GIVEN DATA:
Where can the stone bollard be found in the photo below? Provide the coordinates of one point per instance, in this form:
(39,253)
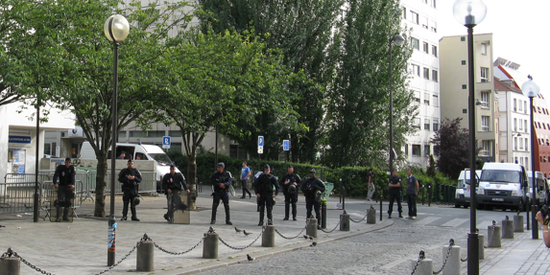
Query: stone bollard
(422,266)
(268,237)
(311,229)
(145,260)
(10,265)
(371,215)
(452,267)
(507,228)
(210,246)
(481,246)
(493,235)
(518,223)
(344,222)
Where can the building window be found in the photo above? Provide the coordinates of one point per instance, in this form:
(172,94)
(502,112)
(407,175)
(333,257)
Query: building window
(416,150)
(485,123)
(415,43)
(484,74)
(427,150)
(435,76)
(414,17)
(485,99)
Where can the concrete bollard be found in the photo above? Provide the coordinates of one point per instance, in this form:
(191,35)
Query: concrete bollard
(481,246)
(452,267)
(10,266)
(145,260)
(311,229)
(268,237)
(344,222)
(210,246)
(371,215)
(518,223)
(507,228)
(493,235)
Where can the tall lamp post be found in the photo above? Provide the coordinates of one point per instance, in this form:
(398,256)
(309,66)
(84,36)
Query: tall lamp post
(470,13)
(116,30)
(397,39)
(531,90)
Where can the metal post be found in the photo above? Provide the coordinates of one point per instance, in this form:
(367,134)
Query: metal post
(473,238)
(112,223)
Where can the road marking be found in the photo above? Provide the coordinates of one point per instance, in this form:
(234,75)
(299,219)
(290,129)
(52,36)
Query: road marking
(454,222)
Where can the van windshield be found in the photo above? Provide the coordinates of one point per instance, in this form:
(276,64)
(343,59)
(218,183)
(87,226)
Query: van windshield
(500,176)
(162,159)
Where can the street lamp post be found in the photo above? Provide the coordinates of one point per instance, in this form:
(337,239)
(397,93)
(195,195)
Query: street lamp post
(116,29)
(470,13)
(397,39)
(531,90)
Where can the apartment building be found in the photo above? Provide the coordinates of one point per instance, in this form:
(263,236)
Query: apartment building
(455,90)
(421,17)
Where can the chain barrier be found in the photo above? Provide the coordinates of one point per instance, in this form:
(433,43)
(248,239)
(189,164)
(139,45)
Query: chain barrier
(243,247)
(421,256)
(451,244)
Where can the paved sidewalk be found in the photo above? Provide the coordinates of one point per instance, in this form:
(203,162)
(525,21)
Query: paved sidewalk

TASK DETAILS:
Take the line holding "Where can the chain" and the lines after it through the end of the entries. Retype them exactly and add nothing.

EXERCISE OUTPUT:
Where can the chain barrier be found in the photo above? Provide the coordinates of one point per instance, in this form:
(433,43)
(248,239)
(189,164)
(139,45)
Query: chain barrier
(243,247)
(421,256)
(451,244)
Where can the paved sidewalk be found in the photo above? Provide the coordinates of one point per instance, in this form:
(203,162)
(525,21)
Query: paved sidewalk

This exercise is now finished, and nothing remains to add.